[Records drawn from a dataset]
_____

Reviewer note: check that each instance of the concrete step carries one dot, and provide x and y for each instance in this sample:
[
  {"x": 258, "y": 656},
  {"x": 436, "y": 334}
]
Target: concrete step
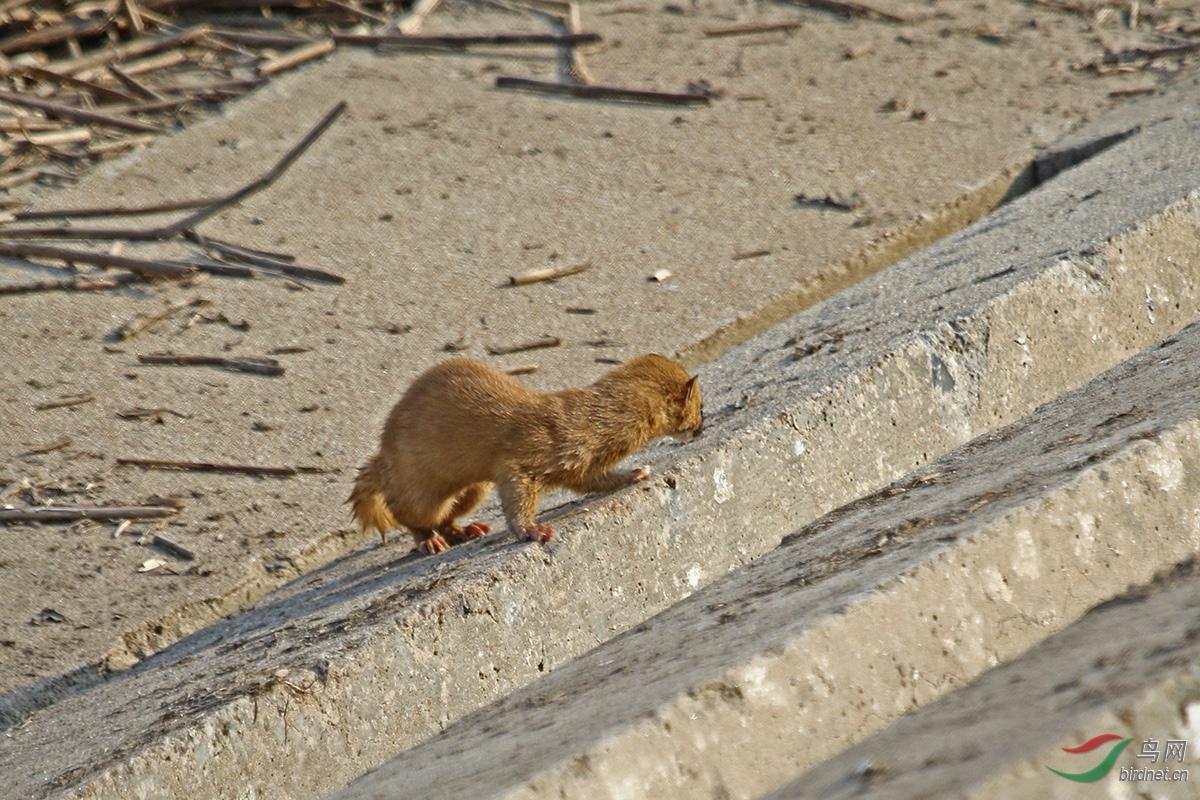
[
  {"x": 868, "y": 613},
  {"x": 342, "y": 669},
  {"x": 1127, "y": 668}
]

_____

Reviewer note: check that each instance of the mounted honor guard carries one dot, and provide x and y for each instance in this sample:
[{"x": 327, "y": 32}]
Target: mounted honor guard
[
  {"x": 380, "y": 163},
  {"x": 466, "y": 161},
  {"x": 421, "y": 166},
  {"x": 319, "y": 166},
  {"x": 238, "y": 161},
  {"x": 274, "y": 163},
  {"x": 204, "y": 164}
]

_____

For every line above that holds the word "note", report the whole line.

- [REPLY]
Reviewer note: check that each instance of the concrete step carries one dot, and provide x and y for each instance in this sample:
Reviewer note: check that each instance of the mounted honor guard carries one dot, and provide x and y for each instance in this sample:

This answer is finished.